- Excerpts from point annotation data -
* * * *

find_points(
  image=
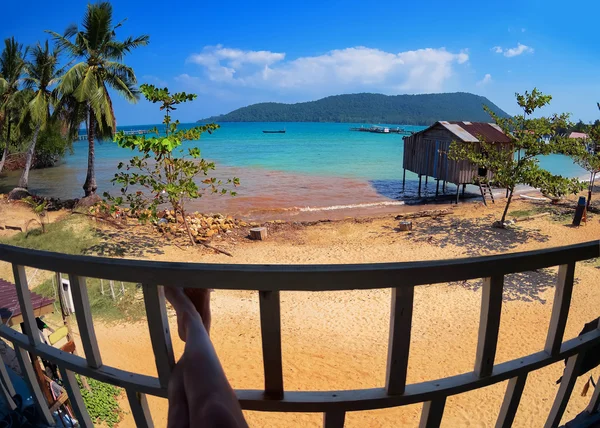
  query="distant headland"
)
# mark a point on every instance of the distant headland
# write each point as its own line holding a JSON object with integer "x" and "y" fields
{"x": 422, "y": 109}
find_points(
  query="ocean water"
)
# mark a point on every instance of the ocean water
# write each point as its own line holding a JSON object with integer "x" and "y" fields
{"x": 313, "y": 167}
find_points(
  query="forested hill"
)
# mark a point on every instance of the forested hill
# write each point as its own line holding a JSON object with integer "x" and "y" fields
{"x": 369, "y": 108}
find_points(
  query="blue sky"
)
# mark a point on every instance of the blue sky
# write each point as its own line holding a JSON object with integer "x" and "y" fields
{"x": 237, "y": 53}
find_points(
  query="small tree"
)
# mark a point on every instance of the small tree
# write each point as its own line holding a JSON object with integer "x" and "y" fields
{"x": 162, "y": 168}
{"x": 40, "y": 209}
{"x": 589, "y": 159}
{"x": 531, "y": 137}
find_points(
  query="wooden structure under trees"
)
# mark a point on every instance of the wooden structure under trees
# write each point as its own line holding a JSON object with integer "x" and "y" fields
{"x": 269, "y": 280}
{"x": 426, "y": 152}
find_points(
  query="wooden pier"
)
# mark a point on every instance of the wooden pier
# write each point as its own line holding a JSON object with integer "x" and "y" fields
{"x": 83, "y": 137}
{"x": 382, "y": 130}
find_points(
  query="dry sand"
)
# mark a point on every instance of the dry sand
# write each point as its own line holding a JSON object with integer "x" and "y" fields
{"x": 338, "y": 340}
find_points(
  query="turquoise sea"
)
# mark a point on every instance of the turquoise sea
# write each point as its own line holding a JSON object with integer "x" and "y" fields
{"x": 312, "y": 167}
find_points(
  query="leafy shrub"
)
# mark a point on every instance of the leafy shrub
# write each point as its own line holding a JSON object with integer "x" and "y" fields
{"x": 101, "y": 402}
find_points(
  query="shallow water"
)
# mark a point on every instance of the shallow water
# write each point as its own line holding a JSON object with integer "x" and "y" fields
{"x": 312, "y": 168}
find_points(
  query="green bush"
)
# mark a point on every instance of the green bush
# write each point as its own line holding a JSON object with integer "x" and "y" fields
{"x": 101, "y": 402}
{"x": 128, "y": 306}
{"x": 70, "y": 236}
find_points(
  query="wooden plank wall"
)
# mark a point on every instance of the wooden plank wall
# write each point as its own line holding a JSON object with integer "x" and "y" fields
{"x": 426, "y": 153}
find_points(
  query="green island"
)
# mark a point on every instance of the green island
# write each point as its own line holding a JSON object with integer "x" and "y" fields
{"x": 421, "y": 109}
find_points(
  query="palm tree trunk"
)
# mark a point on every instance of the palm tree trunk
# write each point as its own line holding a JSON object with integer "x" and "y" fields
{"x": 89, "y": 187}
{"x": 4, "y": 155}
{"x": 7, "y": 143}
{"x": 507, "y": 205}
{"x": 24, "y": 180}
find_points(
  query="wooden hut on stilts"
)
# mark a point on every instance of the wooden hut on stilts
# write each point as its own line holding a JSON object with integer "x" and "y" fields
{"x": 426, "y": 154}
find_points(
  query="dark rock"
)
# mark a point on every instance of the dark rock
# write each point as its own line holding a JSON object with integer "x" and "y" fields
{"x": 88, "y": 201}
{"x": 18, "y": 193}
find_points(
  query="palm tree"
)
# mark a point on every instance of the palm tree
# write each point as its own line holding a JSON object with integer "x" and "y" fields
{"x": 100, "y": 68}
{"x": 12, "y": 64}
{"x": 41, "y": 73}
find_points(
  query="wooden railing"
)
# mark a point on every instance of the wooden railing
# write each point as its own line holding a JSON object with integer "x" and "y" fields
{"x": 402, "y": 278}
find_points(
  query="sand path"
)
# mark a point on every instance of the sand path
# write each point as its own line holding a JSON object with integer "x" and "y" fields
{"x": 338, "y": 340}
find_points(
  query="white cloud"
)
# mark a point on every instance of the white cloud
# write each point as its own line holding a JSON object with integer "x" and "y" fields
{"x": 341, "y": 70}
{"x": 486, "y": 79}
{"x": 221, "y": 63}
{"x": 520, "y": 49}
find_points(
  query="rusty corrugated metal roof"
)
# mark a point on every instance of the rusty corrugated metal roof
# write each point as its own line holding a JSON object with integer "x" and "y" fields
{"x": 471, "y": 131}
{"x": 490, "y": 132}
{"x": 9, "y": 302}
{"x": 459, "y": 132}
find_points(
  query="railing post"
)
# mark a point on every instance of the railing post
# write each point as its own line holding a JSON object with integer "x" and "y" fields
{"x": 431, "y": 415}
{"x": 560, "y": 308}
{"x": 594, "y": 405}
{"x": 160, "y": 335}
{"x": 85, "y": 322}
{"x": 270, "y": 326}
{"x": 512, "y": 398}
{"x": 564, "y": 392}
{"x": 139, "y": 409}
{"x": 24, "y": 296}
{"x": 489, "y": 325}
{"x": 31, "y": 381}
{"x": 399, "y": 339}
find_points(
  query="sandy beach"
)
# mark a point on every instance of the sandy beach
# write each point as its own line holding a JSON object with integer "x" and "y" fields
{"x": 338, "y": 340}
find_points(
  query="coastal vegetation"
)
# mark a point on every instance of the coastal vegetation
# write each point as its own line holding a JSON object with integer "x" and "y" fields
{"x": 162, "y": 168}
{"x": 100, "y": 67}
{"x": 531, "y": 138}
{"x": 421, "y": 109}
{"x": 589, "y": 159}
{"x": 41, "y": 74}
{"x": 42, "y": 105}
{"x": 12, "y": 65}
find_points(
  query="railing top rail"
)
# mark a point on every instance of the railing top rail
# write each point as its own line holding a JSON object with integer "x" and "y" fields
{"x": 299, "y": 277}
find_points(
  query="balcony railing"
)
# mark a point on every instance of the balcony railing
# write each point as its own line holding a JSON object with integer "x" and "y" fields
{"x": 269, "y": 280}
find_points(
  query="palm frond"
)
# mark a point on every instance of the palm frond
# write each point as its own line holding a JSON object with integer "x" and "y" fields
{"x": 63, "y": 43}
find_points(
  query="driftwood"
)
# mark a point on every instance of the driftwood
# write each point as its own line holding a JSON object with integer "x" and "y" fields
{"x": 531, "y": 217}
{"x": 405, "y": 225}
{"x": 106, "y": 219}
{"x": 216, "y": 249}
{"x": 258, "y": 233}
{"x": 428, "y": 213}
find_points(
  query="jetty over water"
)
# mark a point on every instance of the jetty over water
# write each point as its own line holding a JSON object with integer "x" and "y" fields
{"x": 382, "y": 130}
{"x": 269, "y": 280}
{"x": 83, "y": 137}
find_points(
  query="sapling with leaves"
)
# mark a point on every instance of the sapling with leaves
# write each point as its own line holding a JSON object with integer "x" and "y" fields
{"x": 40, "y": 209}
{"x": 531, "y": 138}
{"x": 163, "y": 172}
{"x": 589, "y": 159}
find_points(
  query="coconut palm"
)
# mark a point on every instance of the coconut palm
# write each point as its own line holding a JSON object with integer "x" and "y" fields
{"x": 12, "y": 64}
{"x": 99, "y": 69}
{"x": 41, "y": 73}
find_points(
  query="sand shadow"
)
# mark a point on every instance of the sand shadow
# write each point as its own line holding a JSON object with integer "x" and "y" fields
{"x": 476, "y": 236}
{"x": 115, "y": 244}
{"x": 522, "y": 286}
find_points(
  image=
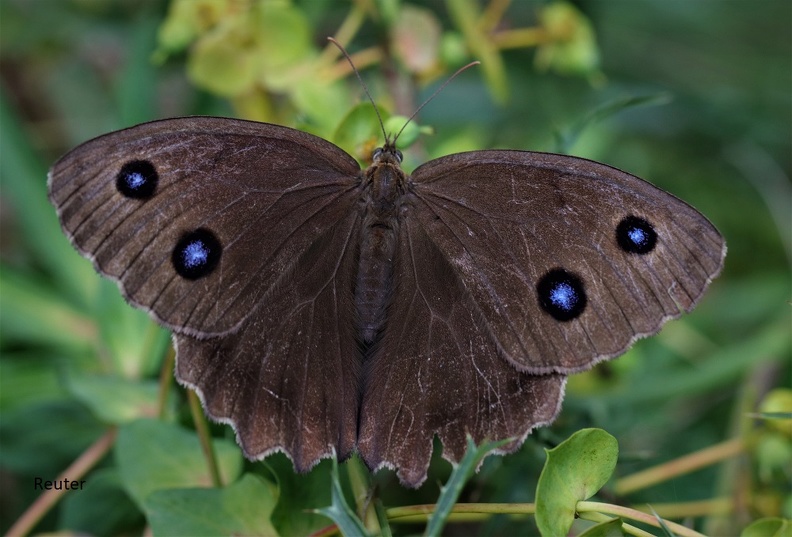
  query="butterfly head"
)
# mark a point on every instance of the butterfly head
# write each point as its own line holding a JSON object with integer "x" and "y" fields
{"x": 387, "y": 154}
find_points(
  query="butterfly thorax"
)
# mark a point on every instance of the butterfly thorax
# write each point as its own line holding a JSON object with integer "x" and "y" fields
{"x": 384, "y": 187}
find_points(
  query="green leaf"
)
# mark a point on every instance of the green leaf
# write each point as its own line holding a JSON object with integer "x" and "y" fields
{"x": 115, "y": 399}
{"x": 565, "y": 140}
{"x": 43, "y": 438}
{"x": 359, "y": 133}
{"x": 768, "y": 527}
{"x": 101, "y": 507}
{"x": 573, "y": 47}
{"x": 154, "y": 455}
{"x": 339, "y": 511}
{"x": 242, "y": 508}
{"x": 611, "y": 528}
{"x": 575, "y": 470}
{"x": 453, "y": 487}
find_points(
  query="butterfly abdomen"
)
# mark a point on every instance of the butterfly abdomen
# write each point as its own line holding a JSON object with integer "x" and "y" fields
{"x": 378, "y": 243}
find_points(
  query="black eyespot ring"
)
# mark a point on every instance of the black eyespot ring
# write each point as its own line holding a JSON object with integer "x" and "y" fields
{"x": 196, "y": 254}
{"x": 561, "y": 294}
{"x": 137, "y": 179}
{"x": 636, "y": 235}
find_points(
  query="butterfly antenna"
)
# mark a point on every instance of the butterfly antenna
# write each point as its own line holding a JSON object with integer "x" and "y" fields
{"x": 433, "y": 95}
{"x": 365, "y": 88}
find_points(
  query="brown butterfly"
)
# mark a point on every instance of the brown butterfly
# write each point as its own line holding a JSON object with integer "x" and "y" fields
{"x": 319, "y": 308}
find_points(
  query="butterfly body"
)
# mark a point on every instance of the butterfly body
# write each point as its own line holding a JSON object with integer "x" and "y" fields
{"x": 322, "y": 309}
{"x": 384, "y": 189}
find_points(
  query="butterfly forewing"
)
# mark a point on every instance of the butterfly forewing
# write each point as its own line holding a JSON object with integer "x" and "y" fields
{"x": 231, "y": 203}
{"x": 509, "y": 221}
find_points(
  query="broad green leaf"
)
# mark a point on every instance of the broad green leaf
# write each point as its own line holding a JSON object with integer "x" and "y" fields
{"x": 154, "y": 455}
{"x": 575, "y": 470}
{"x": 115, "y": 399}
{"x": 242, "y": 508}
{"x": 453, "y": 487}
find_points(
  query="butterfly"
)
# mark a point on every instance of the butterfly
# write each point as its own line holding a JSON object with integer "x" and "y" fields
{"x": 320, "y": 308}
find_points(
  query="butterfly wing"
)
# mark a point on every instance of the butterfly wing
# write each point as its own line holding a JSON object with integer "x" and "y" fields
{"x": 437, "y": 370}
{"x": 288, "y": 379}
{"x": 197, "y": 219}
{"x": 263, "y": 330}
{"x": 567, "y": 261}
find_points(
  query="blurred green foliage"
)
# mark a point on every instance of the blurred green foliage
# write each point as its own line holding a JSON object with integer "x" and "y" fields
{"x": 693, "y": 96}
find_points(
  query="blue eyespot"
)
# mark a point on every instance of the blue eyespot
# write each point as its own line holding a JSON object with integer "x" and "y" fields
{"x": 636, "y": 235}
{"x": 196, "y": 254}
{"x": 137, "y": 179}
{"x": 561, "y": 294}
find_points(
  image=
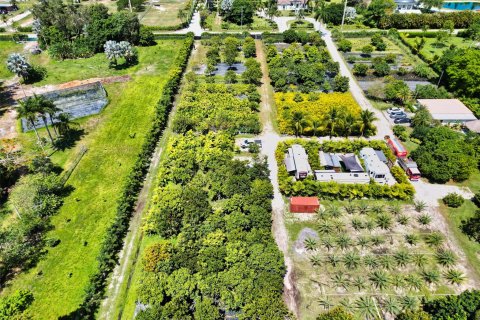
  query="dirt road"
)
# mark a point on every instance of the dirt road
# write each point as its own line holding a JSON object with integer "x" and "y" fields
{"x": 270, "y": 140}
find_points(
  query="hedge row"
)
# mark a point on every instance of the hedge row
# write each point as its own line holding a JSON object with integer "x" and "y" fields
{"x": 461, "y": 19}
{"x": 113, "y": 242}
{"x": 177, "y": 26}
{"x": 402, "y": 190}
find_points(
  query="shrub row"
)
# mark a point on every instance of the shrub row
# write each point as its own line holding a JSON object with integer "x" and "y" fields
{"x": 113, "y": 241}
{"x": 461, "y": 19}
{"x": 402, "y": 190}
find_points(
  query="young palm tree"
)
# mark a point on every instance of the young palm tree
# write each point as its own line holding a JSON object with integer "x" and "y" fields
{"x": 28, "y": 109}
{"x": 445, "y": 258}
{"x": 412, "y": 239}
{"x": 434, "y": 239}
{"x": 363, "y": 208}
{"x": 387, "y": 262}
{"x": 391, "y": 306}
{"x": 370, "y": 262}
{"x": 334, "y": 211}
{"x": 454, "y": 276}
{"x": 409, "y": 303}
{"x": 379, "y": 279}
{"x": 344, "y": 241}
{"x": 402, "y": 258}
{"x": 334, "y": 260}
{"x": 363, "y": 242}
{"x": 395, "y": 209}
{"x": 359, "y": 283}
{"x": 310, "y": 244}
{"x": 431, "y": 276}
{"x": 349, "y": 208}
{"x": 367, "y": 118}
{"x": 351, "y": 260}
{"x": 366, "y": 307}
{"x": 424, "y": 219}
{"x": 414, "y": 281}
{"x": 403, "y": 219}
{"x": 384, "y": 221}
{"x": 357, "y": 223}
{"x": 420, "y": 260}
{"x": 420, "y": 206}
{"x": 328, "y": 243}
{"x": 315, "y": 261}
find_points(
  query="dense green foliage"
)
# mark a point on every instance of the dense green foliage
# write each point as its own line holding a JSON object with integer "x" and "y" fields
{"x": 71, "y": 31}
{"x": 113, "y": 240}
{"x": 461, "y": 19}
{"x": 214, "y": 107}
{"x": 332, "y": 190}
{"x": 304, "y": 68}
{"x": 444, "y": 154}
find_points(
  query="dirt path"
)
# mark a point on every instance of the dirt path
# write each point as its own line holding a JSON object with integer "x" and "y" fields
{"x": 270, "y": 141}
{"x": 131, "y": 249}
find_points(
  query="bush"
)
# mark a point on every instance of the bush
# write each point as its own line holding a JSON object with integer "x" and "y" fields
{"x": 453, "y": 200}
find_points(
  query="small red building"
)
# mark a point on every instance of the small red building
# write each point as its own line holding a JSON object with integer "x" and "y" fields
{"x": 304, "y": 204}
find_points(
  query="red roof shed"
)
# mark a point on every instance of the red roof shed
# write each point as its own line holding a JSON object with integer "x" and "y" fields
{"x": 304, "y": 204}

* * * *

Pick out and copy every line in the records that contains the string "trees", matching case exactly.

  query="wooden structure under trees"
# mark a point on every instance of the wooden structure under trees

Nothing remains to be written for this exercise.